— ASSIGNMENT 1 —
Give every input tile string that appears in the examples of the Letter Tile Possibilities problem page.
— ASSIGNMENT 2 —
From the Letter Tile Possibilities problem page, retype the passage between "This problem is" and "recurses, then backtracks.", inclusive.

#### DOCUMENT EXCERPT

Letter Tile Possibilities

Updated on 03 June, 2025
Letter Tile Possibilities header image

Problem Statement

Given a string tiles, where each character represents a tile bearing an uppercase English letter, determine how many unique non-empty sequences of letters you can create using these tiles. Each tile can be used only once per sequence and must be used as many times as it appears in the input.

The goal is to count all possible sequences (of all lengths) that can be formed by rearranging subsets of the given tiles.

Examples

Example 1

Input:

tiles = "AAB"

Output:

8

Explanation: The possible sequences are: "A", "B", "AA", "AB", "BA", "AAB", "ABA", "BAA".

Example 2

Input:

tiles = "AAABBC"

Output:

188

Example 3

Input:

tiles = "V"

Output:

1

Constraints

  • 1 <= tiles.length <= 7
  • tiles consists of uppercase English letters only.

Approach and Intuition

This problem is a variation of generating permutations with repetition constraints. Since tiles may contain duplicate letters, we must avoid counting duplicate sequences multiple times. The challenge lies in efficiently traversing all valid permutations and subsequences while respecting character frequency limits.

Key Insight:

Each sequence must be unique and non-empty, and letters cannot be reused beyond their given count. This naturally leads us to a backtracking approach that tries each possible character (if still available), recurses, then backtracks.

########
#### GIVEN INFORMATION

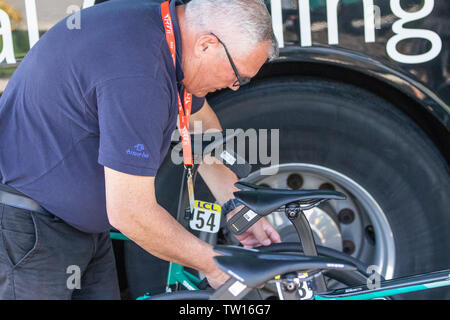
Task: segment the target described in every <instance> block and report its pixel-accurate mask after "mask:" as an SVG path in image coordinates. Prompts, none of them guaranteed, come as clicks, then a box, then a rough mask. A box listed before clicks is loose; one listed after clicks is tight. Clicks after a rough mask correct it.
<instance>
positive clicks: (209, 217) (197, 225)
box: [189, 200, 222, 233]
mask: <svg viewBox="0 0 450 320" xmlns="http://www.w3.org/2000/svg"><path fill="white" fill-rule="evenodd" d="M221 214H222V208H221V207H220V206H219V205H218V204H215V203H209V202H205V201H199V200H195V206H194V212H193V214H192V219H191V220H190V222H189V226H190V227H191V229H193V230H198V231H203V232H209V233H217V232H218V231H219V229H220V218H221V217H220V216H221Z"/></svg>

########

— ANSWER AREA 1 —
"AAB", "AAABBC", "V"

— ANSWER AREA 2 —
This problem is a variation of generating permutations with repetition constraints. Since tiles may contain duplicate letters, we must avoid counting duplicate sequences multiple times. The challenge lies in efficiently traversing all valid permutations and subsequences while respecting character frequency limits.

Key Insight:

Each sequence must be unique and non-empty, and letters cannot be reused beyond their given count. This naturally leads us to a backtracking approach that tries each possible character (if still available), recurses, then backtracks.